SELECTED PASSAGE:
○ ○ ○ ○

Thus, you need to carefully observe the effects as you add helper assumptions, to determine whether they are really helping. Add them in small groups and remove the “helpers” if it turns out that they make performance worse.

Tip 10.17

Monitor the changes in proof performance after adding helper assumptions, and remove them if they turn out not to help.

In addition, you may want to look at your overall set of assumptions, and think about whether they are all truly necessary: were they added in response to debugging counterexamples during wiggling, in which case they probably are essential, or were they just general properties you thought would be true of your interface? For example, one of our colleagues reported a case where he removed an assumption in the form “request |-> ##[0:N] response”, a perfectly logical assumption for an interface—and a formerly complex proof was then able to converge. Even though he was now running proofs on a more general problem space, where time for responses is unbounded, this more general space was easier for the FPV engines to handle.

Tip 10.18

If you have a large number of assumptions and are facing complexity issues, examine your assumption set for ones that may not truly be necessary. Sometimes removing unneeded assumptions, even though it widens the problem space covered by FV, can actually improve performance.

○ ○ ○ ○

WORK TO DO:
A - In the passage on helper assumptions, give the stretch from "In addition, you" through "engines to handle." again, changing "colleagues" to "coworkers".
B - According to the passage on helper assumptions, why can removing an unneeded assumption improve proof performance? Answer in one to three sentences.
C - Please continue the passage on helper assumptions from the point where it ends.

DATA LINES:
○ ○ ○ ○

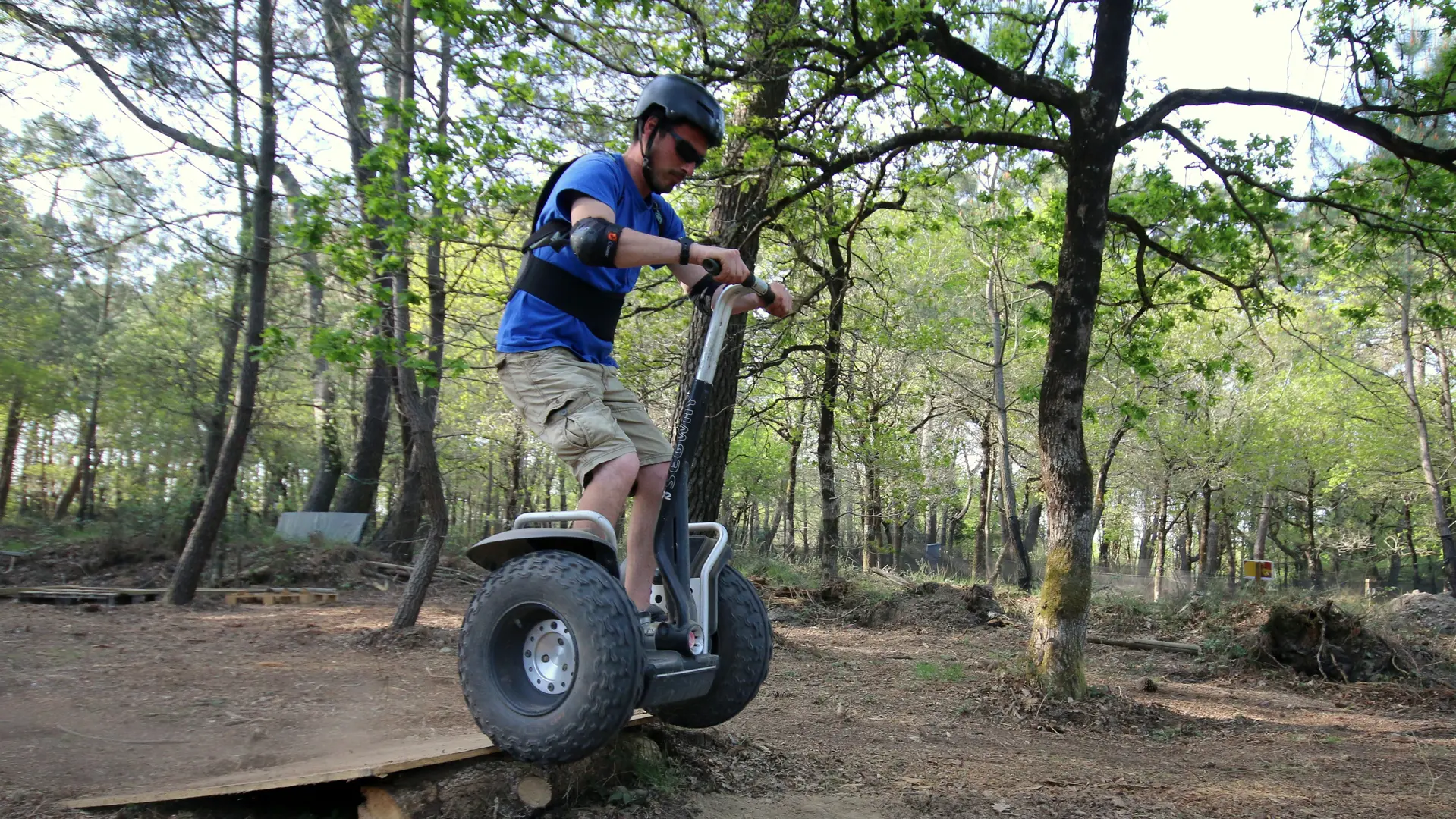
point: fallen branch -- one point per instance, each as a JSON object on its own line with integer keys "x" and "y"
{"x": 408, "y": 570}
{"x": 1146, "y": 645}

○ ○ ○ ○

RESULTS OF THE EXERCISE:
A -
In addition, you may want to look at your overall set of assumptions, and think about whether they are all truly necessary: were they added in response to debugging counterexamples during wiggling, in which case they probably are essential, or were they just general properties you thought would be true of your interface? For example, one of our coworkers reported a case where he removed an assumption in the form “request |-> ##[0:N] response”, a perfectly logical assumption for an interface—and a formerly complex proof was then able to converge. Even though he was now running proofs on a more general problem space, where time for responses is unbounded, this more general space was easier for the FPV engines to handle.

B - Removing an assumption widens the problem space that FV covers, but that more general space can be easier for the FPV engines to handle. In the reported case, dropping a bounded-response assumption let a formerly complex proof converge.

C -
Generalizing Analysis Using Free Variables

The concept of a free variable is actually nothing new: it is quite similar to a primary input, just a value coming into your design that the FV engine can freely assign any value not prohibited by assumptions. A free variable is different in that it is added as an extra input by an FPV user, rather than already existing as an actual input to the model. Usually you would create a free variable by either adding it as a new top-level input to your model, or declaring it as a variable inside your model and then using commands in your FPV tool to make it a cut point.

Free variables provide a way to generalize the formal analysis, considering cases involving each possible value of the variable at once. When the model contains some level of symmetry to be exploited, these variables can significantly increase the efficiency of formal analysis.

Exploiting Symmetry with Rigid Free Variables

Let us consider a variation of our MRA unit where it maintains tokens for various requestors and grants them according to the priority. We want to prove one property for each requestor if the tokens are granted to them based on the requirement.

parameter TOKEN_CONTROL = 64;

generate for (i=0;i<TOKEN_CONTROL; i++) begin

  ctrl_ring(clk,grant_vec[i], stuff)

  a1: assert property (p1(clk,grant_vec[i],stuff))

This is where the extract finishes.